## SOURCE EXTRACT
=====
Hello there everyone! I have a 63 and 65 PTO Horsepower set of tractors, and I want to do some round baling. I hope to start off slow, but ultimately put up 200-300 acres of rounds per year.

The problem is, that I do not know much about round balers, I have virtually no experience with them. I want to buy new, I'm a tradesman running a non-farm business so I simply cannot afford downtime, period. I know some is inevitable, but I'm trying to minimize things as much as possible. I will consider almost any brand. My priorities are:

1) Maximum operational uptime percentage possible

2) Longest life possible of the machine itself

3) Must be "small" tractor friendly (Like I said, 63 and 65 PTO hp)

4) Net wrap perferred

5) One-remote preferred (I can add 2, for 3 total to my newer tractor, if this would be a problem).

What would you buy, any why? We have dealers for almost all the major brands within comfortable driving distance to me. Any thoughts on this are greatly appreciated, thank you so much, in advance.


----------



## Tx Jim (Jun 30, 2014)

When AC compressor failed on my JD 4255(120 pto hp) this summer I briefly pulled my JD 467 rd baler with my Kubota M7040(64 pto hp) & it pulled baler just fine. I make 4X5.5 bales @ 6 MPH & granted my hay fields a virtually level


----------



## Vol (Jul 5, 2009)
=====
## WHAT TO PRODUCE
Extend the forum thread on choosing a round baler from its last line, in the same style as the earlier posts.
=====
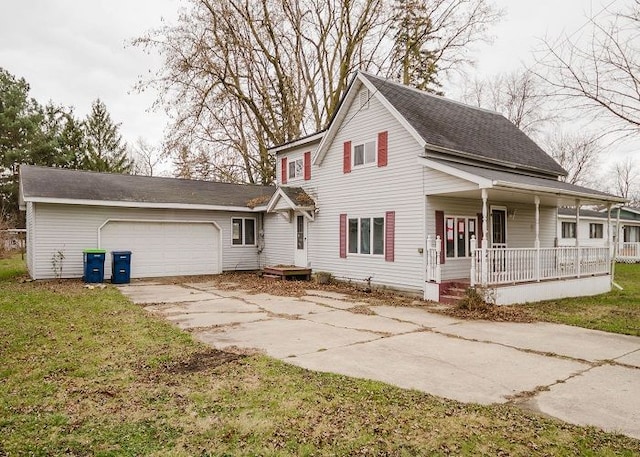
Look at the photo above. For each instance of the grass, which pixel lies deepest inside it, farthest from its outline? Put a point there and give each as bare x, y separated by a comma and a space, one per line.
86, 372
617, 311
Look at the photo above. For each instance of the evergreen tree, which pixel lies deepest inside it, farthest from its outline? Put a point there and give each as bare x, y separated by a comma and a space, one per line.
105, 149
416, 65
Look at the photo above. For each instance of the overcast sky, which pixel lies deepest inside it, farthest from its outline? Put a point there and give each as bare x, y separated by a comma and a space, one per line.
74, 51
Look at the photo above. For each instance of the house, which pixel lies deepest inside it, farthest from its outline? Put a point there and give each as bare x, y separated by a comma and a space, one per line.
591, 228
403, 189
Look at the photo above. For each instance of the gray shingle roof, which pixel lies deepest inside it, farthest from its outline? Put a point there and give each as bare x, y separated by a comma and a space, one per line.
467, 129
42, 182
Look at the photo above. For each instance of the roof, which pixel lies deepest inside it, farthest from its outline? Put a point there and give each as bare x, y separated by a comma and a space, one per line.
51, 184
464, 130
516, 180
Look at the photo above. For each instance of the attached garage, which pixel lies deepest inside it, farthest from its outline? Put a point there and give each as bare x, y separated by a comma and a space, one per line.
171, 248
173, 227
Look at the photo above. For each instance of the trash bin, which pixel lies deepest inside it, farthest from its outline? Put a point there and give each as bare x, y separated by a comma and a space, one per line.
93, 263
121, 267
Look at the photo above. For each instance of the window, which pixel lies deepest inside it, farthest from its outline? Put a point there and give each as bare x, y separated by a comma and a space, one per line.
568, 230
458, 232
366, 236
243, 231
595, 230
364, 153
296, 168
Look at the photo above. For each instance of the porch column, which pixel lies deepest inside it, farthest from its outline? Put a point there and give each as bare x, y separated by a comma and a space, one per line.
485, 237
577, 237
536, 200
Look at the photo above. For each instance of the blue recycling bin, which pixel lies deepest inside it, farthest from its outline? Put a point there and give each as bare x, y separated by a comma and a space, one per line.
121, 267
93, 265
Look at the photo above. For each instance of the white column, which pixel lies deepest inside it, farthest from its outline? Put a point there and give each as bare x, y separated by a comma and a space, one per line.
536, 200
578, 237
485, 238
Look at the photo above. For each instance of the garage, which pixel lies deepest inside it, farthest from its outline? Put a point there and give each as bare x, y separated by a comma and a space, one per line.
165, 248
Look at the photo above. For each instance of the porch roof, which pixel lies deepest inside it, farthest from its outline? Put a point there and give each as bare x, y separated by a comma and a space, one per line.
512, 184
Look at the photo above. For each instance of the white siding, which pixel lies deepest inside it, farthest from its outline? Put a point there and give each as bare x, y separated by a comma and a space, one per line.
368, 192
30, 239
278, 240
520, 226
72, 228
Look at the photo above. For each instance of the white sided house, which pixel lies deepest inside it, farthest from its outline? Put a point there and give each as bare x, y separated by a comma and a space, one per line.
591, 228
403, 189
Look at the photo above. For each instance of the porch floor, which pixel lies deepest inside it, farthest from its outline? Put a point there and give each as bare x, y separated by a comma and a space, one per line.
283, 272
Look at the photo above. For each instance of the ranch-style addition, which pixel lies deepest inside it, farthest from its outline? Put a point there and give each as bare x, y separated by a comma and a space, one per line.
403, 189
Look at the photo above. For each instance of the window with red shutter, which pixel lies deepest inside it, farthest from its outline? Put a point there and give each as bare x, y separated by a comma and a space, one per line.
307, 166
346, 162
283, 170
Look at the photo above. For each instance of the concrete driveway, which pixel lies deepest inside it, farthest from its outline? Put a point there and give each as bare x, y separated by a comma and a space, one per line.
581, 376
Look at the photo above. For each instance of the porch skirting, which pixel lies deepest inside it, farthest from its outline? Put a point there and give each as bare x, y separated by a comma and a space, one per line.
550, 290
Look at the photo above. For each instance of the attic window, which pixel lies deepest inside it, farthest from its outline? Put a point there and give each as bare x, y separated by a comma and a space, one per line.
364, 97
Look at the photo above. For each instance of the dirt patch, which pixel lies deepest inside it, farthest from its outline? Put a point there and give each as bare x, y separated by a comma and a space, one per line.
201, 361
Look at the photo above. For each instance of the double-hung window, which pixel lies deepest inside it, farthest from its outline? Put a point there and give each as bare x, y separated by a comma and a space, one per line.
366, 235
296, 168
458, 231
596, 231
243, 231
568, 230
364, 153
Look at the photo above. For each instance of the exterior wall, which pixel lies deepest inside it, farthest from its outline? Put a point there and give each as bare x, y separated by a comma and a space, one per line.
278, 240
72, 228
520, 226
30, 240
368, 191
551, 290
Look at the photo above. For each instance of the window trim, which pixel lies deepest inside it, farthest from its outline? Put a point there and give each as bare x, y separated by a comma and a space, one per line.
568, 224
243, 231
467, 237
364, 143
371, 236
592, 226
292, 161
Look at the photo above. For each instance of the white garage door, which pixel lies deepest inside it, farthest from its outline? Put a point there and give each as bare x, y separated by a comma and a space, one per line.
164, 248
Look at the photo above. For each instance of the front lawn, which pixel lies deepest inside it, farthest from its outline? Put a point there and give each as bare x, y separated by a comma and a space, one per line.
617, 311
86, 372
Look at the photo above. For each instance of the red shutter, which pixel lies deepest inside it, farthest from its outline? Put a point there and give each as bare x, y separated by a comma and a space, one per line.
480, 230
440, 233
382, 149
283, 170
307, 166
390, 236
346, 162
343, 236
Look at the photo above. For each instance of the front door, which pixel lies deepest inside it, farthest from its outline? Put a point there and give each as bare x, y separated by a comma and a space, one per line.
498, 227
300, 241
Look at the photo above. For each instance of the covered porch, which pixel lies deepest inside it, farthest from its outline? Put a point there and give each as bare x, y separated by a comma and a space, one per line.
510, 247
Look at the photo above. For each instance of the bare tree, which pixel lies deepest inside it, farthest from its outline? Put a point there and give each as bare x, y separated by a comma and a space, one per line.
517, 95
146, 158
241, 75
577, 153
603, 77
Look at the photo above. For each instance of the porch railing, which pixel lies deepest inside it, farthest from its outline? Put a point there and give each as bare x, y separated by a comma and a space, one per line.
434, 248
629, 252
494, 266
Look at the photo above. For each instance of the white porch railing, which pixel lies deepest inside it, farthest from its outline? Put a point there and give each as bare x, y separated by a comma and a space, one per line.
434, 248
516, 265
629, 252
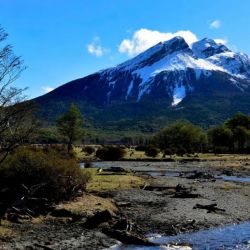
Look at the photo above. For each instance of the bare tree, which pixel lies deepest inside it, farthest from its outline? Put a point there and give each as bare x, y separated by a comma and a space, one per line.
16, 123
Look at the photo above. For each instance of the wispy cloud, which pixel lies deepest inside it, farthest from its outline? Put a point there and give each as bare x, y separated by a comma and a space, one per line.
95, 48
222, 41
143, 39
47, 89
216, 24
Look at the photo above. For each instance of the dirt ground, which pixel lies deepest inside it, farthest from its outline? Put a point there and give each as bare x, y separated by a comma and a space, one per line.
156, 207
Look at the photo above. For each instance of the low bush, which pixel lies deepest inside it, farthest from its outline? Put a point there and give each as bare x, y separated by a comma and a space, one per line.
151, 151
110, 153
89, 150
59, 174
140, 148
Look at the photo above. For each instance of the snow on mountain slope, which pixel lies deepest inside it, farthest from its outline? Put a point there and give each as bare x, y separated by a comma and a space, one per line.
176, 62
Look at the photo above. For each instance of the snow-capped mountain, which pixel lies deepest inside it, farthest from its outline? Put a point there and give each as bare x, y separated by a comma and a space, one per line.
171, 72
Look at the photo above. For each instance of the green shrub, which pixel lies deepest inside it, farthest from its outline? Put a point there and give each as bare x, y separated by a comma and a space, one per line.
140, 148
151, 151
110, 153
88, 150
59, 173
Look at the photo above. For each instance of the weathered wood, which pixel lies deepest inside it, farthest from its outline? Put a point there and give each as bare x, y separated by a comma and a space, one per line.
210, 208
127, 238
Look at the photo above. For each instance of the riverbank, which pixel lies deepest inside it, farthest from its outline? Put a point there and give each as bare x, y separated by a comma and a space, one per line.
171, 198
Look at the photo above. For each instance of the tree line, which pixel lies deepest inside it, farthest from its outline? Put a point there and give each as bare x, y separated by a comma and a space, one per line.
232, 136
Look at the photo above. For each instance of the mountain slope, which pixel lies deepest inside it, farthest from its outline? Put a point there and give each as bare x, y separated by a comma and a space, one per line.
204, 83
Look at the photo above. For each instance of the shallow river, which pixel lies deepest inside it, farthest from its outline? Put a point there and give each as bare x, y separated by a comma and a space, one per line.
226, 237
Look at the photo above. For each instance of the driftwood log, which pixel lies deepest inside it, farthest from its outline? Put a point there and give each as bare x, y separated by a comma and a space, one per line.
210, 208
127, 238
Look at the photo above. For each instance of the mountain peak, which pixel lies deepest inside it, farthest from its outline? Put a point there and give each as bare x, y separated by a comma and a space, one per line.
208, 47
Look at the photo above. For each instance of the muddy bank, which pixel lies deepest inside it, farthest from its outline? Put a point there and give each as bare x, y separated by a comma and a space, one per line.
159, 210
167, 205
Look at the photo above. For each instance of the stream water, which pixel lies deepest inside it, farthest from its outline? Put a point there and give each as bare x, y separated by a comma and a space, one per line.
236, 236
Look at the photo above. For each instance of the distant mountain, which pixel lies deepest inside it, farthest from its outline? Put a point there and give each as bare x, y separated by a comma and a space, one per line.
204, 83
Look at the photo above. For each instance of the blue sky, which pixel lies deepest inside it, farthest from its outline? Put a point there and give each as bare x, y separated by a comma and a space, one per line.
61, 40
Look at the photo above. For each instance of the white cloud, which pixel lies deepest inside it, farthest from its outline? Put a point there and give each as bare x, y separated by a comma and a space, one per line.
47, 89
216, 24
222, 41
144, 38
94, 48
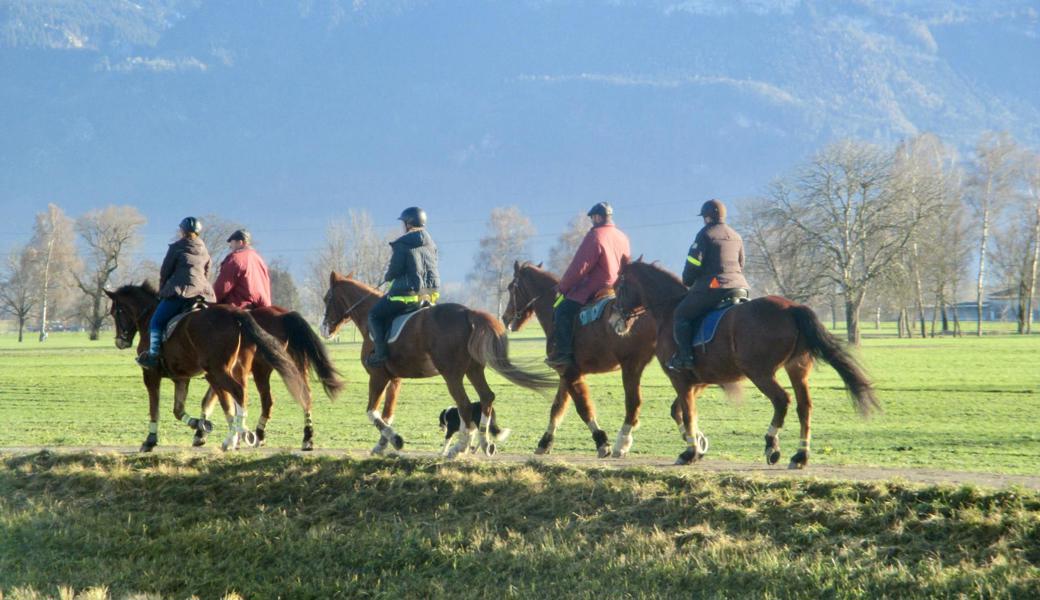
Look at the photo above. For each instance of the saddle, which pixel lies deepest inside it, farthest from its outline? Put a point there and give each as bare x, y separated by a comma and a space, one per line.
709, 322
400, 320
197, 305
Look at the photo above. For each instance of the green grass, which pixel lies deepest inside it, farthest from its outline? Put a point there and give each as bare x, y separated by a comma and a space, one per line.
317, 527
963, 403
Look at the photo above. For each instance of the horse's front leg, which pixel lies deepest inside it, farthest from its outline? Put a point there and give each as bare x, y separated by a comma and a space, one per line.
152, 381
377, 386
697, 443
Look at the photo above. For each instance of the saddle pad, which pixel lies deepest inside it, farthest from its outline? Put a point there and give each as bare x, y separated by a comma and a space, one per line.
398, 324
172, 325
592, 312
705, 333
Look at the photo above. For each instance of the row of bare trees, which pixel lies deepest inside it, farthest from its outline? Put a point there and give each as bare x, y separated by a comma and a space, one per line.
901, 228
61, 272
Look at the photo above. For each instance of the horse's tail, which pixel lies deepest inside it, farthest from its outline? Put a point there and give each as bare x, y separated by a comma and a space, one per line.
306, 348
824, 345
489, 345
271, 351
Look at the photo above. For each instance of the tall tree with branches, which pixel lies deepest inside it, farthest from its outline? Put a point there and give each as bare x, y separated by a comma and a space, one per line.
108, 235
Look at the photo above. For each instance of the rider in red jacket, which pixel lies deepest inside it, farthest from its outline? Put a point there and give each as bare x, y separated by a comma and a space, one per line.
594, 268
243, 281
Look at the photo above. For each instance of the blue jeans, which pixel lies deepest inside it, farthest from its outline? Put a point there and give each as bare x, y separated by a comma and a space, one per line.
167, 309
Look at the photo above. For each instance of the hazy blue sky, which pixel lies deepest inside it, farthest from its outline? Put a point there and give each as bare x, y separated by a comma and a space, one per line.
285, 114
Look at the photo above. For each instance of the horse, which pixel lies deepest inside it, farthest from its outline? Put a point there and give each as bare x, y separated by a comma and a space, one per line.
306, 349
447, 339
219, 341
753, 340
598, 348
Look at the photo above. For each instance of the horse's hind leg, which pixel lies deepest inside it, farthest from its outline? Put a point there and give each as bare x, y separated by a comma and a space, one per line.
775, 392
587, 410
476, 377
555, 417
467, 428
799, 373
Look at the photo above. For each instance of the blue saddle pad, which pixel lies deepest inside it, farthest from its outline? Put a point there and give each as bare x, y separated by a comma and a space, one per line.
398, 324
592, 312
705, 333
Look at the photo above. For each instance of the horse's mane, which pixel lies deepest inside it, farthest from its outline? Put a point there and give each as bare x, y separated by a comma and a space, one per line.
144, 291
665, 282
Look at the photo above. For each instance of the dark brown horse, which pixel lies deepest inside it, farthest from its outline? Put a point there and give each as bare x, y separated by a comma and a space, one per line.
753, 340
307, 351
598, 348
447, 339
218, 341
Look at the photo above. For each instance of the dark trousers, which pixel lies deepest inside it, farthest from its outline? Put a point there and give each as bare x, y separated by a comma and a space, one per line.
563, 328
686, 315
380, 318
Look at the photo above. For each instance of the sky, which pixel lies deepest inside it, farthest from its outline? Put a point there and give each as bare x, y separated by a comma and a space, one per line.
283, 115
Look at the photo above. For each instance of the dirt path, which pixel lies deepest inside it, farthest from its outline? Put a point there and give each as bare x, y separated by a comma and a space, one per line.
925, 476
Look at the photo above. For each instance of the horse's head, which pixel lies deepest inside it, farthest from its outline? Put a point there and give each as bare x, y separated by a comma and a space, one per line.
130, 304
523, 293
339, 303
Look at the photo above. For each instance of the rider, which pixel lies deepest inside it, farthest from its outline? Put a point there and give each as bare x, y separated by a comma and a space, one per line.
715, 267
183, 278
243, 281
594, 268
413, 278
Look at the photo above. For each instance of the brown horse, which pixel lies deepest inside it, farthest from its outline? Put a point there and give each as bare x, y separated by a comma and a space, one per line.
598, 348
447, 339
754, 339
305, 347
218, 341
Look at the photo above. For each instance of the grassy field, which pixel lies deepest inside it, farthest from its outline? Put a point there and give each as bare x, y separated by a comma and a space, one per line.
965, 403
319, 527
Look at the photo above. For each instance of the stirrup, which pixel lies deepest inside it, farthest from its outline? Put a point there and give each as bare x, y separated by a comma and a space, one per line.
680, 363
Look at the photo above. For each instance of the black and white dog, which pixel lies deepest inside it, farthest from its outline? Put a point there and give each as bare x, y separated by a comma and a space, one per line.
450, 423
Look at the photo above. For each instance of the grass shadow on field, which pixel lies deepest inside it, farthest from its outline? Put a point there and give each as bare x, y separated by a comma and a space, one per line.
320, 526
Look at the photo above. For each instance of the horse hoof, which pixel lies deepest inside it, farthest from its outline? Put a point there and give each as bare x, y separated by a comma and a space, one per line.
687, 458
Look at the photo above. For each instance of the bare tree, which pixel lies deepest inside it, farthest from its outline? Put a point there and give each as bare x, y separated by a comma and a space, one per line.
564, 249
780, 259
283, 289
505, 240
1033, 185
19, 288
847, 202
54, 257
990, 185
107, 236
=====
## REPLY TO THE TASK
There are lots of good choices to use with 65 pto hp in a 4x5 baler. That is one of the better sizes as far as selling to a wide array of customers. Beef folks usually want as large as a bale as possible to cut down on handling due to the large number of bales that they might feed. Horse folk like that size(4x5) very well. Just choose one that has a dealer nearby and that is reputable. If you bought a reasonably used relatively lower hour baler it would likely last you a long time. I don't hardly bale very many roundbales anymore (300-400/yr.)..and if you were in that category, a good used one would probably give you great service for many many years. I would probably look at either Deere, NH, or Vermeer as parts likely would be more readily available if needed.

Regards, Mike


----------



## deadmoose (Oct 30, 2011)

I had the same questions a few years ago. I narrowed it down to Vermeer v New Holland. No close Massey support in my area. Also pre JD economy models I believe.

If I was me then again today, I would look much harder at the jd models. But after my experience with Vermeer, I would be hard pressed to head in a different direction.

For an economical new 4x5 baler, you have JD, NH, Vermeer, and MF to choose from (I reserve the right to be corrected). If you are stepping up from the base models your choices may go up, along with the price.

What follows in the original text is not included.